··· Records for this exercise ···

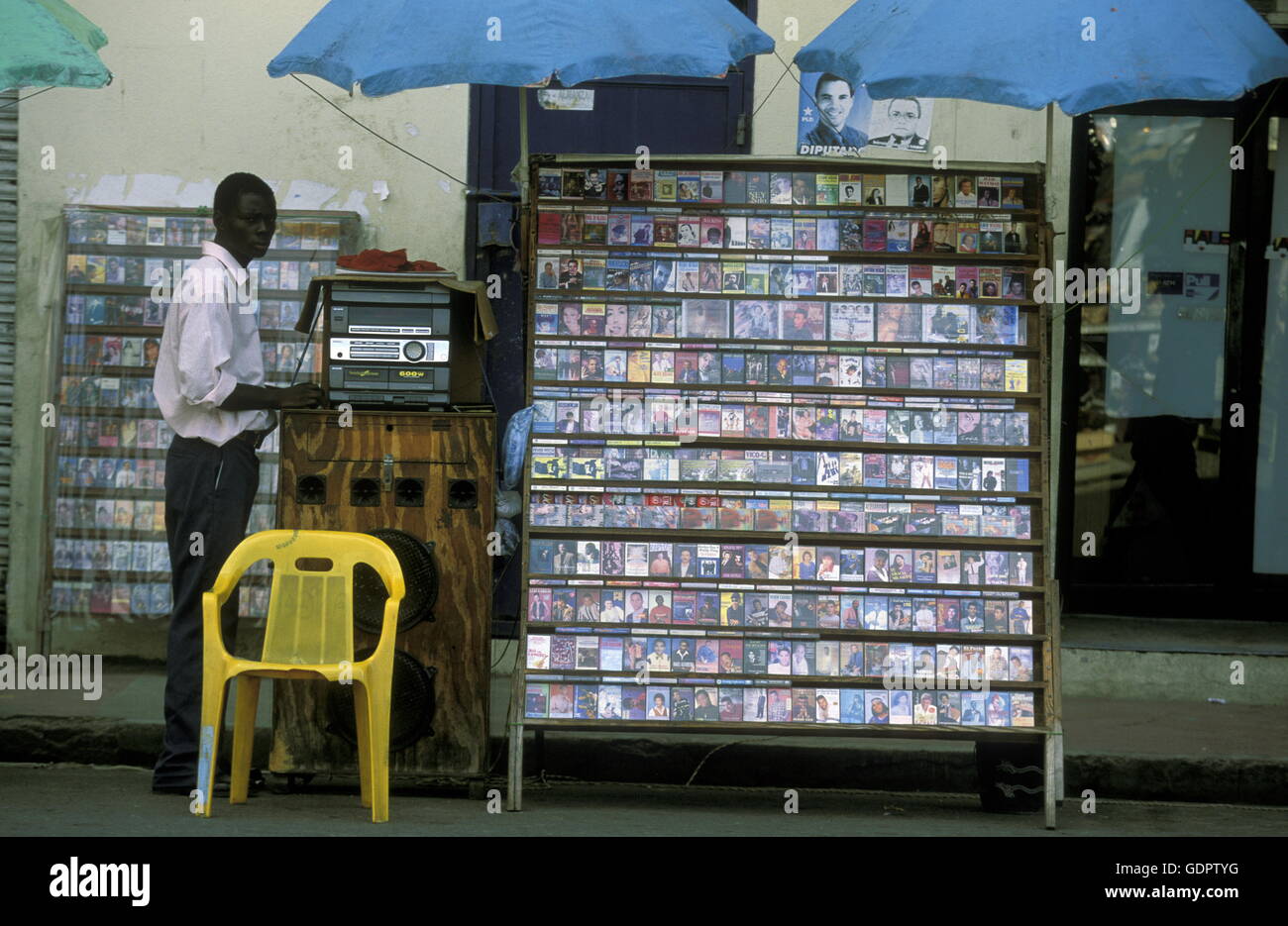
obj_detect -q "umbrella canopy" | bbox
[0,0,112,90]
[795,0,1288,116]
[268,0,774,97]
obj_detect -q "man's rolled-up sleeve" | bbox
[174,304,237,408]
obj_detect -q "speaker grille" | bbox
[353,527,438,635]
[327,648,438,752]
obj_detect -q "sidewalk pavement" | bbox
[10,764,1288,839]
[0,668,1288,805]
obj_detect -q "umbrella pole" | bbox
[519,86,529,206]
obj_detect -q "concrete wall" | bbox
[9,0,1069,656]
[752,0,1073,586]
[8,0,469,653]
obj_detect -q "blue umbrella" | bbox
[0,0,112,90]
[268,0,774,97]
[795,0,1288,115]
[795,0,1288,178]
[268,0,774,200]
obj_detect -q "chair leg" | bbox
[193,666,228,816]
[348,678,371,807]
[368,662,393,823]
[228,674,261,803]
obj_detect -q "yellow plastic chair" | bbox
[197,531,406,823]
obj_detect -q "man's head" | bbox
[214,174,277,266]
[886,97,921,138]
[814,73,854,133]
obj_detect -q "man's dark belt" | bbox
[233,429,270,450]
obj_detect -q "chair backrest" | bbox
[214,531,406,665]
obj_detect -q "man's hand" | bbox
[219,382,322,412]
[277,382,322,408]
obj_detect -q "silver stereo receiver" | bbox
[330,338,451,363]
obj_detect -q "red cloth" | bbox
[335,248,446,273]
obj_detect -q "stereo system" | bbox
[323,279,463,408]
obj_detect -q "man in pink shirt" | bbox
[152,174,322,800]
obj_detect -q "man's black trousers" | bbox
[152,437,259,787]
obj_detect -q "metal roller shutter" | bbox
[0,90,18,639]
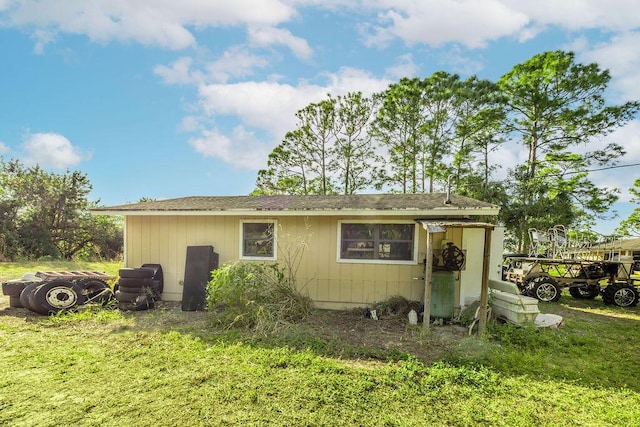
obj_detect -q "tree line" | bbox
[253,51,640,249]
[0,158,123,261]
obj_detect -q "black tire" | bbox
[612,285,638,307]
[118,268,154,279]
[118,277,153,288]
[533,276,562,302]
[29,280,86,314]
[2,280,30,297]
[20,282,42,311]
[78,279,113,305]
[118,284,151,295]
[140,264,164,294]
[569,285,600,299]
[115,291,141,302]
[131,295,156,311]
[9,295,24,308]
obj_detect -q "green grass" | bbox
[0,264,640,426]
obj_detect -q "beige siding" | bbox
[126,216,483,308]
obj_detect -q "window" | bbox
[240,221,276,260]
[339,222,416,262]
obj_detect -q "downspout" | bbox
[444,174,453,205]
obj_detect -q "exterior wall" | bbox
[125,215,496,309]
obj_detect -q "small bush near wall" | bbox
[207,262,312,332]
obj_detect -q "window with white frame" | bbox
[240,220,276,260]
[338,221,416,262]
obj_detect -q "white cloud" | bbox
[206,46,269,83]
[249,27,313,59]
[190,68,391,169]
[512,0,640,31]
[0,0,295,49]
[366,0,529,48]
[385,53,419,80]
[153,57,204,85]
[199,68,390,140]
[189,126,271,170]
[22,132,83,169]
[581,32,640,100]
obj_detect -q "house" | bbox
[93,193,502,318]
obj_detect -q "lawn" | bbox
[0,264,640,426]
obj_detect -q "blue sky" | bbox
[0,0,640,233]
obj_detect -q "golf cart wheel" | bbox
[569,285,600,299]
[533,277,562,302]
[29,280,85,314]
[613,285,638,307]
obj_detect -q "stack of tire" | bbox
[2,274,113,315]
[115,264,164,311]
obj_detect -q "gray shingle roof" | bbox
[93,193,498,215]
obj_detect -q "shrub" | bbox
[207,262,312,332]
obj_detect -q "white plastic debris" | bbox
[533,313,564,329]
[409,310,418,325]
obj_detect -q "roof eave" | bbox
[91,207,500,217]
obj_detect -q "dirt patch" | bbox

···

▸ **The exercise**: Copy all of the entries above word for word, and leave the pictures out.

▸ **Result of the exercise**:
obj_detect -q "umbrella canopy" | bbox
[0,0,112,90]
[795,0,1288,116]
[268,0,774,97]
obj_detect -q "man's rolled-up sleeve" | bbox
[174,304,237,408]
obj_detect -q "speaker grille" | bbox
[353,527,438,635]
[327,648,438,752]
obj_detect -q "sidewalk pavement" | bbox
[10,764,1288,839]
[0,668,1288,805]
obj_detect -q "umbrella pole" | bbox
[519,86,529,206]
obj_detect -q "concrete wall" | bbox
[9,0,1069,656]
[752,0,1073,586]
[8,0,469,653]
obj_detect -q "blue umbrella" | bbox
[0,0,112,90]
[268,0,774,97]
[795,0,1288,115]
[795,0,1288,178]
[268,0,774,200]
obj_detect -q "chair leg" | bbox
[193,666,228,816]
[348,678,371,807]
[368,662,393,823]
[228,674,261,803]
obj_detect -q "yellow plastic chair" | bbox
[197,531,406,823]
obj_detect -q "man's head" | bbox
[214,174,277,266]
[886,97,921,138]
[814,73,854,133]
obj_detect -q "man's dark belt" | bbox
[233,429,270,450]
obj_detect -q "chair backrest" | bbox
[214,531,406,665]
obj_detect -q "man's hand" | bbox
[219,382,322,412]
[277,382,322,408]
obj_detect -q "silver stereo receiver" | bbox
[330,338,451,363]
obj_detect -q "red cloth" | bbox
[335,248,446,273]
obj_detect -q "stereo system" | bbox
[323,279,463,408]
obj_detect -q "man in pink shirt" | bbox
[152,174,322,800]
obj_detect -q "man's black trousers" | bbox
[152,437,259,787]
obj_detect -q "metal roller shutter" | bbox
[0,90,18,639]
obj_detect -q "tree line" | bbox
[253,51,640,249]
[0,158,123,261]
obj_detect -q "black tire" | bbox
[612,285,638,307]
[118,268,154,279]
[118,277,153,288]
[533,276,562,302]
[29,280,86,314]
[2,280,30,297]
[20,282,42,311]
[78,279,113,305]
[118,284,151,295]
[140,264,164,294]
[569,285,600,299]
[115,291,141,302]
[131,295,156,311]
[9,295,24,308]
obj_detect -q "green grass" | bbox
[0,264,640,426]
obj_detect -q "beige siding" | bbox
[126,216,483,308]
obj_detect -q "window" | bbox
[240,221,276,260]
[339,222,416,262]
obj_detect -q "downspout" | bbox
[444,174,453,205]
obj_detect -q "exterior wall" | bbox
[125,215,496,309]
obj_detect -q "small bush near wall" | bbox
[207,262,312,332]
obj_detect -q "window with white frame" | bbox
[240,220,276,260]
[338,221,416,262]
obj_detect -q "white cloud" | bbox
[206,46,269,83]
[249,27,313,59]
[190,68,391,169]
[512,0,640,31]
[0,0,295,49]
[366,0,529,48]
[385,53,419,80]
[153,57,204,85]
[199,68,390,140]
[189,126,271,170]
[22,132,83,169]
[581,32,640,100]
obj_detect -q "house" | bbox
[93,193,502,318]
obj_detect -q "lawn" | bbox
[0,264,640,426]
obj_detect -q "blue sky" | bbox
[0,0,640,233]
obj_detect -q "golf cart wheel" | bbox
[569,285,600,299]
[533,277,562,302]
[29,280,85,314]
[613,285,638,307]
obj_detect -q "stack of tire" | bbox
[2,274,113,315]
[115,264,164,311]
obj_detect -q "gray shingle roof" | bbox
[93,193,498,215]
obj_detect -q "shrub" | bbox
[207,262,312,332]
obj_detect -q "white plastic debris" | bbox
[533,313,564,329]
[409,310,418,325]
obj_detect -q "roof eave" | bbox
[91,207,500,217]
obj_detect -q "dirt patch" | bbox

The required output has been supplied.